§ **Task objective**
Return all of the material, keeping each line exactly as it is.

§ **Material supplied**

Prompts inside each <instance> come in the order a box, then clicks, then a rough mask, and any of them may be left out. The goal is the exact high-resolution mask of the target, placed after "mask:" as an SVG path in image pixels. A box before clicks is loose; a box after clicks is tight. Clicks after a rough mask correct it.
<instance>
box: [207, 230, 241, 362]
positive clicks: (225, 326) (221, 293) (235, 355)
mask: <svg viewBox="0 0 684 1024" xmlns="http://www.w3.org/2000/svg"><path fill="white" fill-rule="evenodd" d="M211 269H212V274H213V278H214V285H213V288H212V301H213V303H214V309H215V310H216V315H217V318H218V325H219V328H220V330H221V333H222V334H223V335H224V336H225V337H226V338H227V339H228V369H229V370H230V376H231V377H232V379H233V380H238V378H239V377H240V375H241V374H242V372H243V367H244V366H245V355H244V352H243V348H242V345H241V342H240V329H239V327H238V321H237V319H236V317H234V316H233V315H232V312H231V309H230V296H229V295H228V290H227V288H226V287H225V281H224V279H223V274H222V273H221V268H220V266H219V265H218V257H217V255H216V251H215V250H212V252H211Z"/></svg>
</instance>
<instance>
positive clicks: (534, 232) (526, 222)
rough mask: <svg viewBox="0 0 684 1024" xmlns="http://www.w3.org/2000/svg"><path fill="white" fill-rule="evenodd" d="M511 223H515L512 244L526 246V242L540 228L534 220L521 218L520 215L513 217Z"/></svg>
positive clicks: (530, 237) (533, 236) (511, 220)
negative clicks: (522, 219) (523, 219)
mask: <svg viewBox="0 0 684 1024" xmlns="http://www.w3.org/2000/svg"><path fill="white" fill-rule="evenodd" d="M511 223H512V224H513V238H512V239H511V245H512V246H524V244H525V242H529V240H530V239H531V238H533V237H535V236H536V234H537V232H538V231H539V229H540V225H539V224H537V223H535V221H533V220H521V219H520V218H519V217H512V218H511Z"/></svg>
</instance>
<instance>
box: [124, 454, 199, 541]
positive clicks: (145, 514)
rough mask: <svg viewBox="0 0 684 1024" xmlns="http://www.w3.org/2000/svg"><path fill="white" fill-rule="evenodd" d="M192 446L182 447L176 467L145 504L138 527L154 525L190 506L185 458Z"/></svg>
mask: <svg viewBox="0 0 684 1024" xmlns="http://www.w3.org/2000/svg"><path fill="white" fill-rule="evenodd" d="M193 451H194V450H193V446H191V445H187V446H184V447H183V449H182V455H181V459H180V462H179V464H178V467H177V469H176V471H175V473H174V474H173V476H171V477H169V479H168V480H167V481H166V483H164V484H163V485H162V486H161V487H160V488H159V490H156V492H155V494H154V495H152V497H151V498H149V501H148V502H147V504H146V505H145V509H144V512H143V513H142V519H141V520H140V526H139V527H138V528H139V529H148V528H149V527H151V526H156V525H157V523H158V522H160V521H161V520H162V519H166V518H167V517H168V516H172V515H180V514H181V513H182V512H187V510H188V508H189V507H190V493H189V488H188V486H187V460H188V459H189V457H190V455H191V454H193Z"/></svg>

§ **Exercise response**
Prompts inside each <instance> come in the order a box, then clicks, then a rough mask, and any of them may be left out. The goal is the exact high-resolution mask of the target, placed after "mask:" as an SVG path in image pixels. A box before clicks is loose; a box after clicks is tight. Clicks after a rough mask correct it.
<instance>
box: [207, 230, 241, 362]
positive clicks: (225, 326) (221, 293) (235, 355)
mask: <svg viewBox="0 0 684 1024" xmlns="http://www.w3.org/2000/svg"><path fill="white" fill-rule="evenodd" d="M211 269H212V274H213V278H214V285H213V288H212V301H213V303H214V309H215V310H216V315H217V318H218V325H219V328H220V330H221V333H222V334H223V335H224V336H225V337H226V338H227V339H228V369H229V370H230V376H231V377H232V379H233V380H238V378H239V377H240V375H241V374H242V372H243V367H244V366H245V355H244V352H243V348H242V345H241V342H240V329H239V327H238V321H237V319H236V317H234V316H233V315H232V312H231V309H230V296H229V295H228V290H227V288H226V287H225V281H224V279H223V274H222V273H221V268H220V266H219V265H218V257H217V255H216V251H215V250H212V252H211Z"/></svg>
</instance>
<instance>
positive clicks: (534, 232) (526, 222)
rough mask: <svg viewBox="0 0 684 1024" xmlns="http://www.w3.org/2000/svg"><path fill="white" fill-rule="evenodd" d="M511 223H515L512 244L526 246V242L540 228L534 220L521 218L520 215L513 217Z"/></svg>
positive clicks: (530, 237) (533, 236) (511, 220)
negative clicks: (522, 219) (523, 219)
mask: <svg viewBox="0 0 684 1024" xmlns="http://www.w3.org/2000/svg"><path fill="white" fill-rule="evenodd" d="M511 223H512V224H513V238H512V239H511V245H512V246H524V244H525V242H529V240H530V239H531V238H533V237H535V236H536V234H537V232H538V231H539V229H540V225H539V224H537V223H535V221H533V220H521V219H520V218H519V217H512V218H511Z"/></svg>
</instance>
<instance>
box: [124, 454, 199, 541]
positive clicks: (145, 514)
rough mask: <svg viewBox="0 0 684 1024" xmlns="http://www.w3.org/2000/svg"><path fill="white" fill-rule="evenodd" d="M192 446L182 447L176 467L145 504L138 527L154 525L190 506L185 458Z"/></svg>
mask: <svg viewBox="0 0 684 1024" xmlns="http://www.w3.org/2000/svg"><path fill="white" fill-rule="evenodd" d="M193 451H194V450H193V446H191V445H187V446H184V447H183V449H182V455H181V459H180V462H179V464H178V467H177V469H176V471H175V473H174V474H173V476H171V477H169V479H168V480H167V481H166V483H164V484H163V485H162V486H161V487H160V488H159V490H156V492H155V494H154V495H152V497H151V498H149V501H148V502H147V504H146V505H145V509H144V512H143V513H142V519H141V520H140V526H139V527H138V528H139V529H148V528H149V527H151V526H156V525H157V523H158V522H160V521H161V520H162V519H166V518H167V517H168V516H172V515H180V514H181V513H182V512H187V510H188V508H189V507H190V493H189V488H188V486H187V460H188V459H189V457H190V455H191V454H193Z"/></svg>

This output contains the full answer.